-- Start of GIVEN DATA --

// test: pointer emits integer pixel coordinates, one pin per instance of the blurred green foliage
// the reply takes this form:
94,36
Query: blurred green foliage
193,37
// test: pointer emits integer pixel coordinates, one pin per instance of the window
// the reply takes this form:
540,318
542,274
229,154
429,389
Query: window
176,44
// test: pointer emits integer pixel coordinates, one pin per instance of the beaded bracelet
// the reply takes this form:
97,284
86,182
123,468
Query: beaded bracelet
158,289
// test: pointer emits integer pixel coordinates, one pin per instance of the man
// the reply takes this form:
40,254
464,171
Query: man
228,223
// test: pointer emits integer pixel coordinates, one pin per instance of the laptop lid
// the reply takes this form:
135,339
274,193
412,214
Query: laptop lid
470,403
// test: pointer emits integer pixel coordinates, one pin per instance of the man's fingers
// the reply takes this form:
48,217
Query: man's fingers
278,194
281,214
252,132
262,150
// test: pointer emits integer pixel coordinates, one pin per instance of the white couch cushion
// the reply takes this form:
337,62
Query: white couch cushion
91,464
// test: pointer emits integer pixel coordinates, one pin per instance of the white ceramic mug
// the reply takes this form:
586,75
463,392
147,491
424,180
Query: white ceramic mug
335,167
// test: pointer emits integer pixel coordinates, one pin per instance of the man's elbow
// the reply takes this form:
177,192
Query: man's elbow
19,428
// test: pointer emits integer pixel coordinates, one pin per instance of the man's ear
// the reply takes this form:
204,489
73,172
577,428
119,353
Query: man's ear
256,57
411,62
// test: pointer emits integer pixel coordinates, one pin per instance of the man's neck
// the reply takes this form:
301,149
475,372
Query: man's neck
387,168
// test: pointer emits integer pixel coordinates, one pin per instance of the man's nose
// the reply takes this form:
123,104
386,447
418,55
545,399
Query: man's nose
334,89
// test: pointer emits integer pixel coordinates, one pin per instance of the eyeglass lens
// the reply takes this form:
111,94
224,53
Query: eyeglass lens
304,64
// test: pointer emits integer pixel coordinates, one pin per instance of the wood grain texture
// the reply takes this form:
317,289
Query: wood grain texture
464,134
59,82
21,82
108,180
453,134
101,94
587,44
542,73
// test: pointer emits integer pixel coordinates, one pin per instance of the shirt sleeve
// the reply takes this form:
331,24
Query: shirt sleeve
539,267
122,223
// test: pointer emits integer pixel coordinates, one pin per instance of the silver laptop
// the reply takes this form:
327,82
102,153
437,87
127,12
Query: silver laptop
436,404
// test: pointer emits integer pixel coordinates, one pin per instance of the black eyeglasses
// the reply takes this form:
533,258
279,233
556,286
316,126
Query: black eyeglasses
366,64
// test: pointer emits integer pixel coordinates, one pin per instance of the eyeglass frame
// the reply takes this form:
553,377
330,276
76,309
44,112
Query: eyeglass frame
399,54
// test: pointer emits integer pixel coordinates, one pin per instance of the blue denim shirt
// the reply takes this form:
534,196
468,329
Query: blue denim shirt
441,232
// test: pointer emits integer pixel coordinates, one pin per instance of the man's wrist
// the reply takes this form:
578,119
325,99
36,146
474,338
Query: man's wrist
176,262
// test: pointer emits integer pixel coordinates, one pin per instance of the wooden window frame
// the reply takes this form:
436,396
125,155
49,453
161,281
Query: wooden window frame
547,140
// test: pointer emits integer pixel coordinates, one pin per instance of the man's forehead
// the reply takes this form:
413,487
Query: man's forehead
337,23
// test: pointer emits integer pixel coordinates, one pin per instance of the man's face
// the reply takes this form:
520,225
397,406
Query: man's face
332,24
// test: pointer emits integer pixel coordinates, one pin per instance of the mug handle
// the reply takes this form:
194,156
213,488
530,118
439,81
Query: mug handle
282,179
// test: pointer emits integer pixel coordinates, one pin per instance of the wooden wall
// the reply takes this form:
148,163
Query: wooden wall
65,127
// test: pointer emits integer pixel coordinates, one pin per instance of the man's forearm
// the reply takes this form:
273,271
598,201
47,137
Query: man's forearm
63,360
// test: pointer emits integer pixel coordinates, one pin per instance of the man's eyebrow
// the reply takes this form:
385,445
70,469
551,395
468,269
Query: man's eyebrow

-- End of GIVEN DATA --

__WHAT YOU ARE ASKED TO DO__:
Repeat the part of the records that opens with the line containing "the man's forehead" and runs through the end of the records, copying those lines exactly.

__SOLVED EXERCISE__:
// test: pointer emits integer pixel coordinates, one pin per instance of the man's forehead
// the reply takes this form:
413,487
Query: man's forehead
337,23
// test: pointer emits integer pixel coordinates, one pin per instance of the man's face
// the reply takes this form:
520,225
397,406
Query: man's face
332,24
// test: pointer emits integer pixel coordinates, one pin per instance of the mug handle
// the reply takes this form:
194,156
213,488
530,118
439,81
Query: mug handle
282,179
// test: pointer emits integer pixel coordinates, one pin per instance of the wooden wall
// the reply takes this form:
148,163
Query: wooden wall
65,127
// test: pointer emits integer pixel coordinates, one pin per instance of the man's forearm
// the reply takes this form:
273,271
598,201
47,137
Query: man's forearm
63,360
// test: pointer emits integer pixel coordinates, one pin per instance of the man's eyebrow
// the reply takes this form:
385,445
70,469
551,395
468,269
Query: man's eyebrow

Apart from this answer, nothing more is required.